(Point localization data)
────────────────

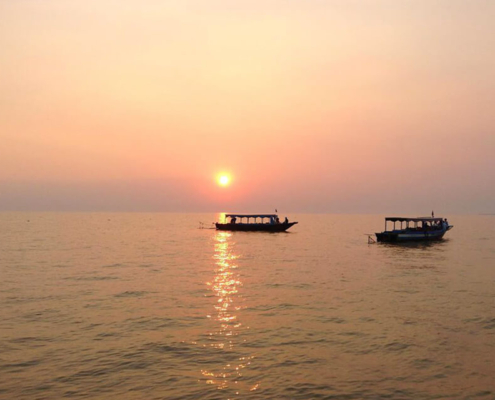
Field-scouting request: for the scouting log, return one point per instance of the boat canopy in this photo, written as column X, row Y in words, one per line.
column 251, row 215
column 417, row 219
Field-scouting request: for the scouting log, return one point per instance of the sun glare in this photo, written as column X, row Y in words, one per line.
column 223, row 180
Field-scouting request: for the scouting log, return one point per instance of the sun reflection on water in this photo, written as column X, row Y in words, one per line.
column 226, row 336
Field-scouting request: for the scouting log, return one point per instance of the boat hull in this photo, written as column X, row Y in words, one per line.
column 255, row 227
column 409, row 236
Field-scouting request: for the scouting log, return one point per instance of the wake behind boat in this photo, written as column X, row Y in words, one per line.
column 421, row 228
column 254, row 222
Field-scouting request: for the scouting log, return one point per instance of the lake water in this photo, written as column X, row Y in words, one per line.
column 148, row 306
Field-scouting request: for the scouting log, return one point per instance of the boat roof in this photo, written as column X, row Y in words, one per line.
column 251, row 215
column 416, row 219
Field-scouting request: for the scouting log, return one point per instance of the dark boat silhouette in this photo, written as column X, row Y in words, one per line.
column 423, row 228
column 254, row 223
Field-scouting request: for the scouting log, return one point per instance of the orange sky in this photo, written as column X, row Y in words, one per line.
column 312, row 106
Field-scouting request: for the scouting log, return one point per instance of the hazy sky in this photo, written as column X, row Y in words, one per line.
column 354, row 106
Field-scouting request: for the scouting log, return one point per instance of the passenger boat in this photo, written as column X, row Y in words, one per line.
column 254, row 222
column 413, row 229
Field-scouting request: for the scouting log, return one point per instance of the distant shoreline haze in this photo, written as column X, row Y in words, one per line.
column 315, row 106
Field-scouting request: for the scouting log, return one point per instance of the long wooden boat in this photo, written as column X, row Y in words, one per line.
column 254, row 223
column 414, row 229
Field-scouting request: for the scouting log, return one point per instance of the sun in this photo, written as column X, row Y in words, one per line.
column 223, row 180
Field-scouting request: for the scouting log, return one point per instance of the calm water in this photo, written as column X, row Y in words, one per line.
column 147, row 306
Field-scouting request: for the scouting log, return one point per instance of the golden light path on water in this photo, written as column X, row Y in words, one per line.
column 225, row 337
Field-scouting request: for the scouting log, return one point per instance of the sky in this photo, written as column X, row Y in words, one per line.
column 350, row 106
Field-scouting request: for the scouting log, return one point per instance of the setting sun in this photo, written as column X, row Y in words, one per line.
column 223, row 180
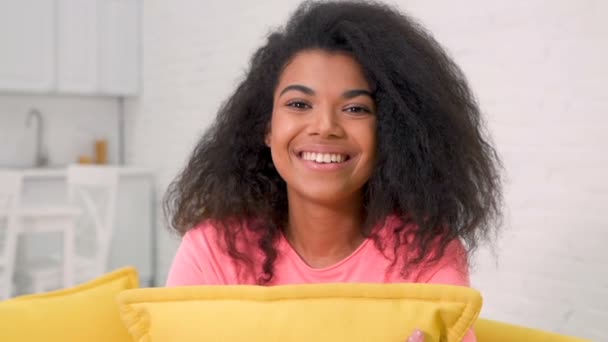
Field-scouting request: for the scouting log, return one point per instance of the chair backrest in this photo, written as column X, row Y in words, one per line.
column 10, row 200
column 94, row 190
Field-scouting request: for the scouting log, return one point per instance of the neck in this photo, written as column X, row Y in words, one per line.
column 324, row 235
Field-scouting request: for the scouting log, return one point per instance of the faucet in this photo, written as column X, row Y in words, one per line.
column 41, row 158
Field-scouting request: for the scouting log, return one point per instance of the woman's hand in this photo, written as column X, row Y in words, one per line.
column 417, row 336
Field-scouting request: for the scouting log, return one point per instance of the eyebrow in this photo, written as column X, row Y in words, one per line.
column 349, row 94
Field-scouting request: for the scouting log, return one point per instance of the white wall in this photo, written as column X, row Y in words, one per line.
column 71, row 125
column 538, row 68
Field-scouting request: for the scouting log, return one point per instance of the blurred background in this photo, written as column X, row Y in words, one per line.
column 133, row 83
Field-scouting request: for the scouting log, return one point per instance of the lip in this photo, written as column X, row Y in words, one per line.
column 323, row 149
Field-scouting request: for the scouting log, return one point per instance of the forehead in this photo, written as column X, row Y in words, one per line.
column 322, row 70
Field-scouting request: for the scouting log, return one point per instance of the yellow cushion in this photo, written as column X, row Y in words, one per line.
column 320, row 312
column 87, row 312
column 487, row 330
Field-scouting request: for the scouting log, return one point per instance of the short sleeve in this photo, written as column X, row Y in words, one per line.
column 451, row 269
column 185, row 269
column 200, row 261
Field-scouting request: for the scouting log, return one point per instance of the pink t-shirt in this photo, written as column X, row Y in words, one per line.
column 201, row 261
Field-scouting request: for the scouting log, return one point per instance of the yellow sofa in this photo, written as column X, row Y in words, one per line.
column 92, row 312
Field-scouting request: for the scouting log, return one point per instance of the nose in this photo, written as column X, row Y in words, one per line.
column 326, row 123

────────────────

Task objective — Would you please write out the entries in full, exactly as they read, but without pictures?

Response for this exercise —
Field-scouting request: for the scouting log, return one point per instance of the boat canopy in this photo, written as column X, row Y in words, one per line.
column 251, row 215
column 417, row 219
Field-scouting request: for the scouting log, return one point per instance of the sun glare in this photo, written as column X, row Y in words, one per line.
column 223, row 180
Field-scouting request: for the scouting log, return one point per instance of the sun reflection on water in this photo, written as column X, row Y in words, one per line.
column 226, row 336
Field-scouting request: for the scouting log, return one point per instance of the boat hull in this photo, written as column X, row Y in words, one per line.
column 255, row 227
column 409, row 236
Field-scouting request: for the scouting log, return one point per instance of the wake behind boat in this photo, written as column X, row Y in words, one per line.
column 421, row 228
column 254, row 222
Field-scouting request: for the scouting log, return one point per instance of the lake water in this photo, written as column X, row Y in words, one per line.
column 148, row 306
Field-scouting request: for the scouting log, return one point per instance of the boat roof in this photo, written as column X, row Y in words, one per line.
column 251, row 215
column 416, row 219
Field-scouting request: for the scouting log, return one point per instance of the dark boat silhouette in this photo, written as column X, row Y in words, one per line.
column 423, row 228
column 254, row 223
Field-scouting request: for the scouting log, return one point per instance of the orange sky in this photo, written as column X, row Y in words, one per line.
column 312, row 106
Field-scouting request: for the scouting log, return one point per instance of the hazy sky in this photo, written as column X, row Y in words, one per line.
column 354, row 106
Field-scouting request: for the scouting log, return one point per instance of the passenger boat in this photo, written as column X, row Y in words, one per line.
column 254, row 222
column 413, row 229
Field-scouting request: for the scouting log, return one point per instance of the distant shoreline haze in this photo, written as column X, row Y in words, one per line.
column 315, row 106
Field-scouting request: for the scouting log, return one point per instance of the long wooden boat in this photo, written as column X, row Y in words, one per line.
column 254, row 223
column 414, row 229
Field-scouting request: for the scouting log, return one point per instance of the sun in this photo, written as column X, row Y in words, one per line.
column 223, row 180
Field-scouting request: for the scouting log, return one point per instance of the calm water in this photo, written as column X, row Y in words, one per line.
column 147, row 306
Field-scouting request: for the scouting log, return one point per instance of the golden light path on water in this photo, written as column X, row Y in words, one per line.
column 225, row 337
Field-scouting request: for the scouting log, return one point per instance of the sky in this photo, written as column X, row Y in words, one per line.
column 350, row 106
Field-scouting request: for the scouting log, return one point per instance of the setting sun in this photo, written as column X, row Y in words, one per line.
column 223, row 180
Field-scouting request: for the scouting log, return one point per instance of the chair backrest in this photo, written as column X, row Y in words, one per line.
column 10, row 200
column 94, row 190
Field-scouting request: for the scouting log, return one point per instance of the neck in this photo, written as column X, row Y in words, one per line.
column 324, row 235
Field-scouting request: for the scouting log, return one point per instance of the faucet in this photo, written as column X, row Y in words, one per line.
column 41, row 158
Field-scouting request: for the scouting log, return one point per instance of the woman's hand in this photo, written as column X, row Y in words, one per line.
column 417, row 336
Field-scouting request: for the scouting log, return one point per instance of the eyebrow in this photo, written as column X, row Y in words, one per line.
column 349, row 94
Field-scouting request: for the scouting log, return one point per instance of the white wall in this photo, written as column X, row Y in words, one per line.
column 71, row 125
column 538, row 68
Field-scouting request: for the scouting log, return one point per instance of the blurred background in this photo, written as column X, row Y in words, one per line.
column 133, row 83
Field-scouting request: for the scouting log, return one point per instance of the lip in this photo, written as column X, row Y in words, one per line.
column 323, row 149
Field-scouting request: for the scouting log, return one point per instance of the forehead in this photo, written as column X, row Y in words, one per line.
column 322, row 70
Field-scouting request: for the scouting log, return one point per instance of the yellow cushion in this photo, written as column X, row Y in words, one per line.
column 320, row 312
column 87, row 312
column 487, row 330
Field-scouting request: for the scouting log, return one point per instance of the short sleeve in this photo, written as column X, row Y in words, one per line.
column 451, row 269
column 185, row 269
column 200, row 261
Field-scouting request: for the scouting log, return one point per instance of the pink t-shirt in this photo, written as column X, row Y in words, one per line.
column 201, row 261
Field-scouting request: for the scouting log, return one point per instance of the yellow sofa in this photo, written as column X, row Y in words, one per line.
column 92, row 312
Field-scouting request: for the scouting log, return one point per instance of the nose in this photo, written as column X, row Y in words, one per line.
column 326, row 123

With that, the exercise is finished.